DESCRIPTION OF THE TASK: Type out the whole listing again exactly, pictures omitted.

TASK INPUT:
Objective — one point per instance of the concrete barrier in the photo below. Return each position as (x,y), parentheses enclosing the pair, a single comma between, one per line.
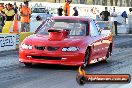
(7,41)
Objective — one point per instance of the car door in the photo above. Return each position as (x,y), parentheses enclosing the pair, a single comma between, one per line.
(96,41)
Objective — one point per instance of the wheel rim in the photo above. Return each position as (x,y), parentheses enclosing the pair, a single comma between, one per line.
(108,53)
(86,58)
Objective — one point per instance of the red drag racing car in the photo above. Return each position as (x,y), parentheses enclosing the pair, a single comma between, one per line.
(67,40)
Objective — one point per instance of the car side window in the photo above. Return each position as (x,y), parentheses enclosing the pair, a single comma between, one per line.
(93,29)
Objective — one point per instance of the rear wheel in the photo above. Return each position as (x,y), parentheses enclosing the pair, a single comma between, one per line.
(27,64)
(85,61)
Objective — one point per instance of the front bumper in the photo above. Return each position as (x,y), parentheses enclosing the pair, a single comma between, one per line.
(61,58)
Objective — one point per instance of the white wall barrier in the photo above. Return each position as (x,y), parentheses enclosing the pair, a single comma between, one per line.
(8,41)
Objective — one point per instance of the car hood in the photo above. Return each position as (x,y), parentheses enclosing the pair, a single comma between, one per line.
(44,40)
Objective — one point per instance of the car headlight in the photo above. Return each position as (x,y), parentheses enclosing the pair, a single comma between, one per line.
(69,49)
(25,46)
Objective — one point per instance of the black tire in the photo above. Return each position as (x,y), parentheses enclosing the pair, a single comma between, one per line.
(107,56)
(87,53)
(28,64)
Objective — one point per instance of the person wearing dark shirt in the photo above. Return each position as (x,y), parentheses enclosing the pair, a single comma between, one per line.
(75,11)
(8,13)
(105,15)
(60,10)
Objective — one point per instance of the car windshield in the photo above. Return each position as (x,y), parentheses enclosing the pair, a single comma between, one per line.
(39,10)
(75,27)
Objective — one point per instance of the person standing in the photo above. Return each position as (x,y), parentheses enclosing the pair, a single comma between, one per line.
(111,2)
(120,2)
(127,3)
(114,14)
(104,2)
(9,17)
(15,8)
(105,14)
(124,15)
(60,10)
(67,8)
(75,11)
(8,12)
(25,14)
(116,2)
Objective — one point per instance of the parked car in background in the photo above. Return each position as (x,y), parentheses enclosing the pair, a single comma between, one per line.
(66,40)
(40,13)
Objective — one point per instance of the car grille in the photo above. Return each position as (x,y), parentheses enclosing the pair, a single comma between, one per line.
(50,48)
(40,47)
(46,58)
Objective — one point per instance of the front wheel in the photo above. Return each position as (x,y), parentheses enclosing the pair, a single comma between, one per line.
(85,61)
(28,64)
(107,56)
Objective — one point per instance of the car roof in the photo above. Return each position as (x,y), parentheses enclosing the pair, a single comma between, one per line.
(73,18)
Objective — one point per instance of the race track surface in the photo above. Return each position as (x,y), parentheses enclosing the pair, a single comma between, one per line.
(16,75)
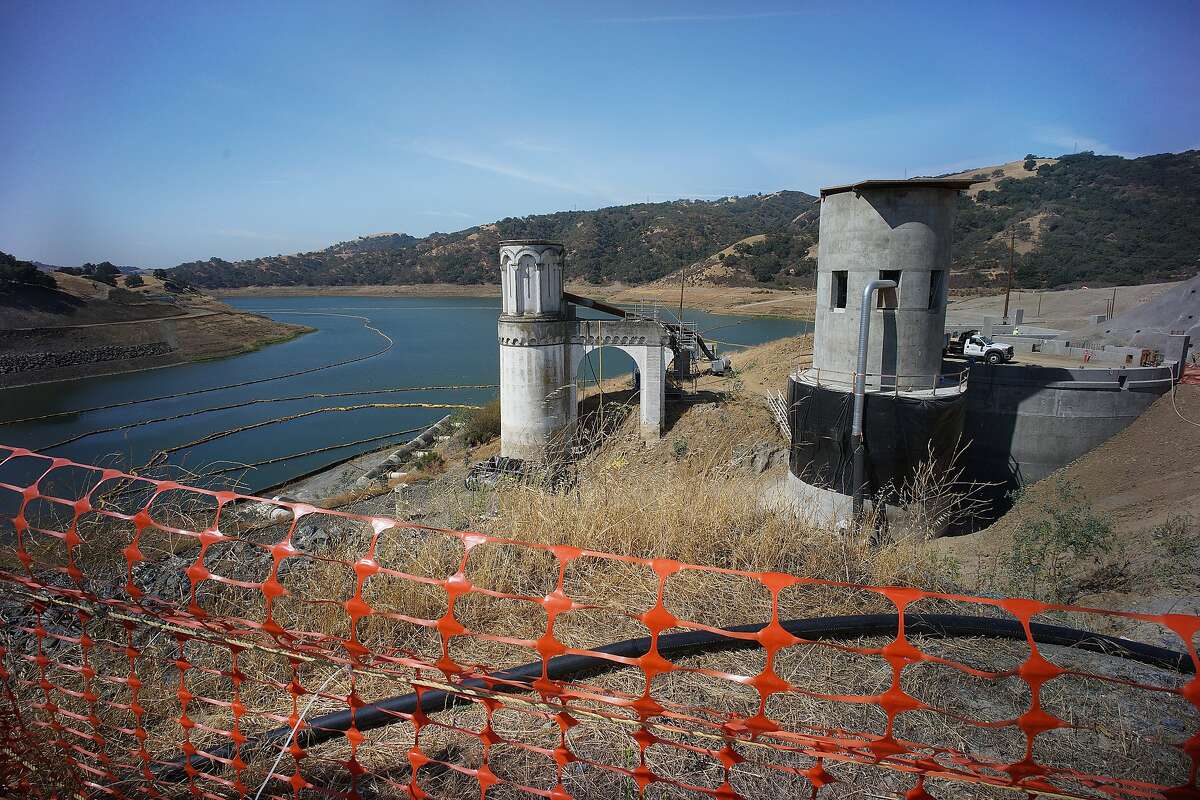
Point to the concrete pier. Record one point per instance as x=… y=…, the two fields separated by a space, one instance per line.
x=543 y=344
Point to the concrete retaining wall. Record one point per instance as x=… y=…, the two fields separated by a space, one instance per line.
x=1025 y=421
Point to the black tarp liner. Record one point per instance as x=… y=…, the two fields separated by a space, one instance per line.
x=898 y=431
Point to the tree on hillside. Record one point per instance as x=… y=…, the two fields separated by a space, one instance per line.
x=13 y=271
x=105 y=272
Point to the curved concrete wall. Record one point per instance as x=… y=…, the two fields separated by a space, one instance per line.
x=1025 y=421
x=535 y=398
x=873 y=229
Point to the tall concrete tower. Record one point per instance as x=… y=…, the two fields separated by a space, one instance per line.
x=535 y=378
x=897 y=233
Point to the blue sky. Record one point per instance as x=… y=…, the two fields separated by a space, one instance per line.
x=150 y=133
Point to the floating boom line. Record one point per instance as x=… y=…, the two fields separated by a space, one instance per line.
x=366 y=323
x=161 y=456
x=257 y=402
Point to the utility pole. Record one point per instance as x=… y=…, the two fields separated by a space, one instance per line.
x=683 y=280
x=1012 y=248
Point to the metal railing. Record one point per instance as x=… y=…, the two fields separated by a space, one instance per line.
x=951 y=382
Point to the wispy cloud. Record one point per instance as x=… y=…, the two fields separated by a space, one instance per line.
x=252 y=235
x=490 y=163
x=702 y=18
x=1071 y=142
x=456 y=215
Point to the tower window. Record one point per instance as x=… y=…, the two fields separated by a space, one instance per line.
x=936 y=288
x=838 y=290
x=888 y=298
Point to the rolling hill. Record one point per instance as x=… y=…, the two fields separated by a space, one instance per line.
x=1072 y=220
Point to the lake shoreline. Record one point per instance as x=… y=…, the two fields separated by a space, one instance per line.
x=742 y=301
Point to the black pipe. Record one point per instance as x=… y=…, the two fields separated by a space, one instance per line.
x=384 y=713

SOLUTION TO THIS PROBLEM:
Objective — one point per instance of the concrete barrier in the photo below. Return each position as (x,y), parentheses enclosing the pair, a single comma between, one per line.
(7,41)
Objective — one point per instance of the car door in the photo above. Return each position as (x,y), parentheses enclosing the pair, a single comma between, one per line.
(96,41)
Objective — one point per instance of the wheel rim in the photo above. Return each position as (x,y), parentheses enclosing the pair, a single comma between, one per line.
(108,53)
(86,58)
Objective — one point per instance of the red drag racing car in the photo above. Return each position as (x,y), parentheses enclosing the pair, a single comma between, one per line.
(67,40)
Objective — one point per instance of the car side window in the photo above. Return each position as (x,y), parentheses enclosing the pair, a single comma between, one per line.
(93,29)
Objective — one point per instance of the rear wheel in the photo above. Return each position as (x,y), parentheses enclosing the pair, a single comma between, one per line.
(27,64)
(85,61)
Objective — one point per instance of the front bumper in the photo above. Return each position as (x,y), parentheses enclosing the pair, a single comma between, one per line.
(61,58)
Objective — one point per instance of the white wall barrier in the photo above. Return each position as (x,y), parentheses enclosing the pair, a single comma between, one per line.
(8,41)
Objective — one point per instance of the car hood in the photo above. Return each position as (x,y), parentheses enclosing the pair, a single comma between, one per line.
(44,40)
Objective — one point per instance of the car headlight in the photo above. Return each position as (x,y), parentheses enclosing the pair, a single comma between, one per line.
(69,49)
(25,46)
Objective — one point per instance of the black tire in the photo above. Return each position as (x,y), parentheses enclosing the pair, a single comma between, one per line.
(107,56)
(87,53)
(28,64)
Objective — one point per instance of the person wearing dark shirt in the photo above. Return each position as (x,y), parentheses enclosing the pair, a single comma between, one per line.
(75,11)
(8,13)
(105,15)
(60,10)
Objective — one point per instance of the car windshield in the photo above. Return each position as (x,y), parentheses enclosing the pair, a single comma between, one per line.
(39,10)
(75,27)
Objective — one point per instance of the person standing in the photo above. Return each position as (x,y), parentheses enclosing the pair, a single comma between, one per line.
(111,2)
(120,2)
(127,3)
(114,14)
(104,2)
(9,17)
(15,8)
(105,14)
(124,15)
(60,10)
(67,8)
(75,11)
(8,12)
(25,14)
(116,2)
Objective — one point per instance of the parked car in background in the photo above. Return each position as (x,y), parentheses enclosing the pair, a single comma between, one per line.
(66,40)
(40,13)
Objective — one point per instance of the car grille in the photo above. Return each position as (x,y), parentheses enclosing the pair, a single comma between, one per line.
(50,48)
(40,47)
(46,58)
Objective — one point per instance of the front wheel in the photo above. Return each position as (x,y), parentheses enclosing the pair, a single comma between, one per line.
(85,61)
(28,64)
(107,56)
Objective — one point per instance of the car roof in the photo above. Return each position as (x,y), parentheses enclosing the pair, a single comma between, one per line.
(73,18)
Objective — one point per instance of the race track surface in the photo above. Return each position as (x,y), parentheses enclosing the pair, a single comma between, one per line.
(16,75)
Point to the concrete pier. Record one point per instance as x=… y=…, the two fields separated by a space, one instance per line.
x=543 y=344
Point to the concrete retaining wall. Record one point per instance as x=… y=…, the two fields separated by a space, one instance per line.
x=1025 y=421
Point to the black tarp liner. Record one point per instance as x=… y=…, the two fields separated by a space, one instance per line.
x=898 y=431
Point to the tree on hillside. Record one point per instance as x=… y=…, the two fields separated by a space, one instance per line.
x=13 y=271
x=105 y=272
Point to the curved concrete wall. Record one point per instance as x=… y=…, the two fields separated by a space, one instance per line.
x=1025 y=421
x=535 y=398
x=873 y=229
Point to the tall concrete tower. Record one point per instance as x=… y=…, the two fields separated by a space, one instance per line.
x=535 y=378
x=897 y=233
Point to the blue sky. Record one point per instance as x=… y=…, the two fields separated by a space, one instance per line.
x=150 y=133
Point to the floating boom line. Record one point per instance as x=… y=…, the two fields separated by a space, one instance per line.
x=366 y=323
x=161 y=456
x=257 y=402
Point to the utility pole. Record one point per instance as x=… y=…, the two fields separated by a space, one instance per line.
x=683 y=280
x=1012 y=248
Point to the metal railing. Record one point per instance as x=… y=…, the two fields separated by a space, one instance per line.
x=951 y=382
Point to the wispy cloud. Record one point per instance as x=… y=…, the two fields separated by a space, one instance per line.
x=252 y=235
x=490 y=163
x=702 y=18
x=1071 y=142
x=456 y=215
Point to the tower window. Record one point per instance as x=… y=…, the two fields separated by a space, one instance per line.
x=936 y=288
x=838 y=290
x=888 y=298
Point to the rolling hill. Record one point per instance as x=… y=…, the two fields separated by a space, one instance per line.
x=1072 y=220
Point to the lake shoreline. Record one point per instance as x=… y=…, the two fields separated by a space, one instance per line.
x=742 y=301
Point to the black pipe. Record one point per instance as x=… y=…, the two fields separated by a space, one instance per line.
x=384 y=713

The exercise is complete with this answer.